Yvonne Schmidt had been feeling a little under the weather in the weeks leading up to her August 2009 wedding in Minnesota to her husband Dan Schmidt, but thought it was the fatigue and nervousness that came along with planning a big event.

“I just kept telling myself, ‘It’s the stress of the wedding,’” Yvonne said.

The newlywed couple was set to honeymoon on Lake Superior exactly one day after their wedding, but made a stop at the doctors’ office because Yvonne was suffering from a sore throat and a feeling of tightness in her head, even after taking down her up-do and tiara from the previous day.

After hours of poking and prodding, doctors told them Yvonne had cancer — specifically, acute promyelocytic leukemia—and needed immediate intense treatment, the South Washington County Bulletin reported. The honeymoon would have to wait.

RECORD EXCERPTS
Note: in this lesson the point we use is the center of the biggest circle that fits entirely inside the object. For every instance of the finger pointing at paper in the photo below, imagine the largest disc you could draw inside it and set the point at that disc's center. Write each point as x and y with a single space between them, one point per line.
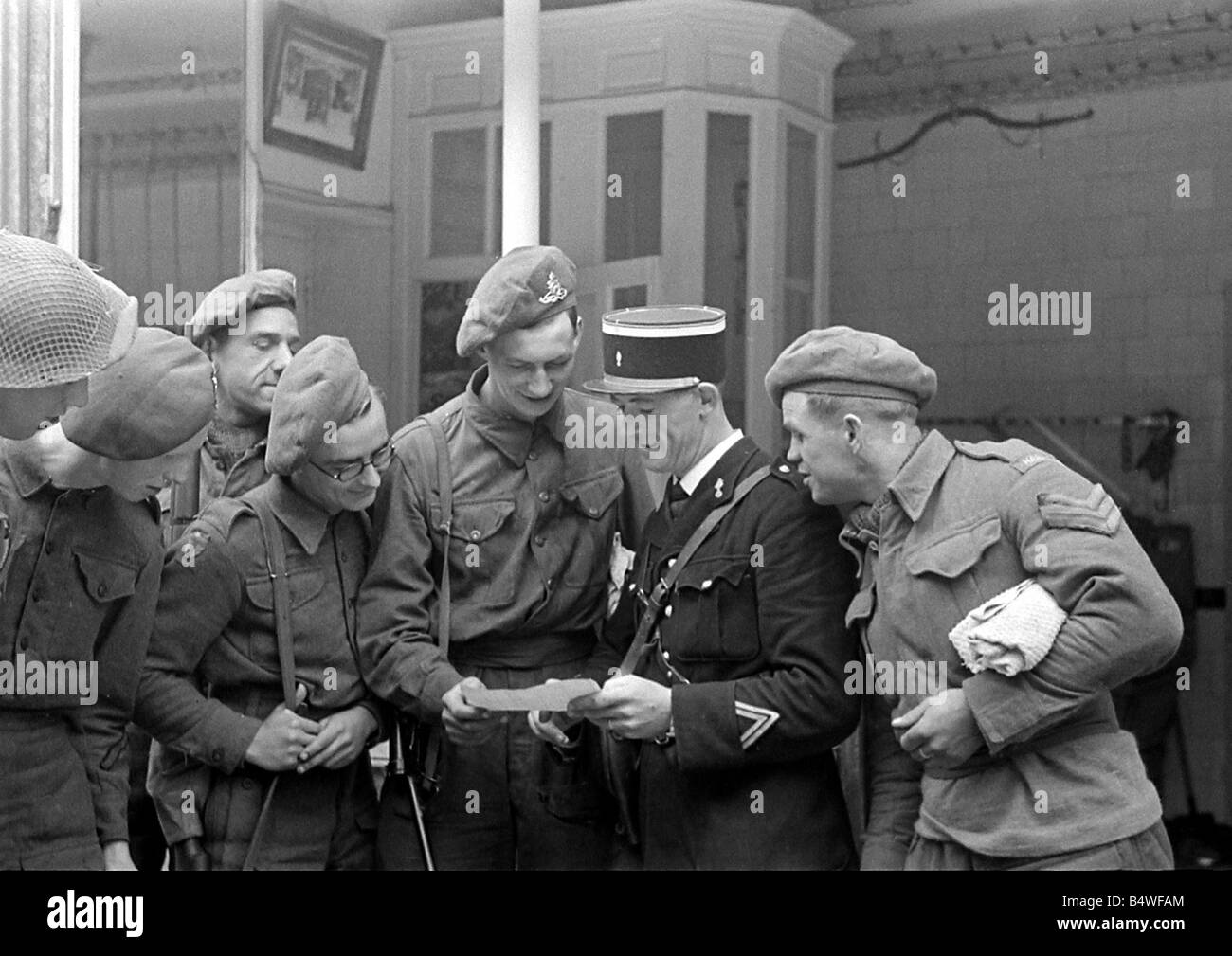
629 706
* * *
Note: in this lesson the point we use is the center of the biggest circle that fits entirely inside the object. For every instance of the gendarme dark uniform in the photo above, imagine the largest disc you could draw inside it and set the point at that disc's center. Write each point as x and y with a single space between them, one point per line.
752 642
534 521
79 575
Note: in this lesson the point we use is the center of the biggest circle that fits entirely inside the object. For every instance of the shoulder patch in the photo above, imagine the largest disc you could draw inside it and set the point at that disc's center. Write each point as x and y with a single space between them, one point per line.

TASKS FOR THIS EXERCISE
**a)** Summarize the account of Yvonne Schmidt's diagnosis after her wedding in two sentences.
**b)** Go on with the account of Yvonne Schmidt's leukemia diagnosis from the point where it stops.

WRITTEN RESPONSES
**a)** Yvonne Schmidt felt unwell in the weeks before her August 2009 wedding to Dan Schmidt in Minnesota but blamed the stress of planning it. When the couple was set to leave for their Lake Superior honeymoon the day after the wedding, a stop at the doctors' office for her sore throat and head tightness ended with a diagnosis of acute promyelocytic leukemia that needed immediate intense treatment, so the honeymoon had to wait.

**b)**
“When we heard the news it was really hard to believe. I kept thinking, is there something I could have done? Why was this happening now?” Yvonne said.

The good news was that the leukemia was caught early enough to cure, but not without three extreme treatments of chemotherapy.

“The first time she went through it, I was so scared for her,” Dan recalled. “It was all so new to us. I don’t think either of us even had anybody in our lives who had gone through this.”

The Schmidt’s first nights as a married couple were not spent where they imagined, but they were spent together. The first 29 days following the wedding were in a hospital room, with Dan at Yvonne’s bed side almost constantly—except the Sunday afternoons that she insisted he go watch football with his buddies.

The only other time Dan and Yvonne spent apart during her treatment was in November when Dan contracted the H1N1 virus, at a time when she was very susceptible to infection.

“I came home from work, had a temperature of 101.2 degrees, went to the doctor and they said, ‘Stay home, stay away from your wife,’” Dan said.

Yvonne, a two-time marathoner, returned to work in February and is now in remission. She will be on medication for the next two years to ensure she remains cancer-free, and is looking forward to a new start in her marriage.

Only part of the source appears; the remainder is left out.